▶ Available data:

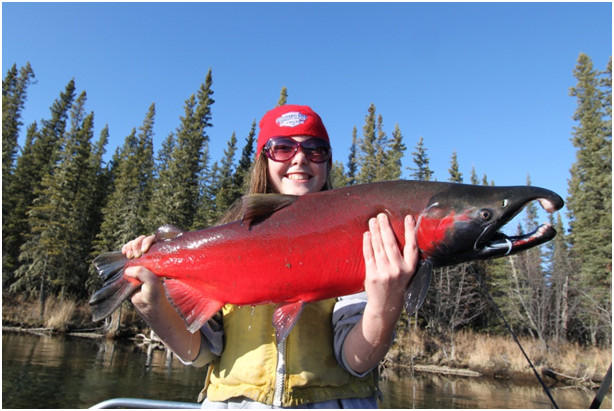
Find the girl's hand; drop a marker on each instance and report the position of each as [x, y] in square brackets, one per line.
[138, 246]
[149, 296]
[151, 303]
[388, 271]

▶ Directions:
Write out each item above word for word, leaving out the pictures.

▶ Correct response:
Find the girl's hand; drop a marker on each instance and report the position of each as [x, y] in square brackets, one per line.
[138, 246]
[149, 296]
[151, 303]
[388, 271]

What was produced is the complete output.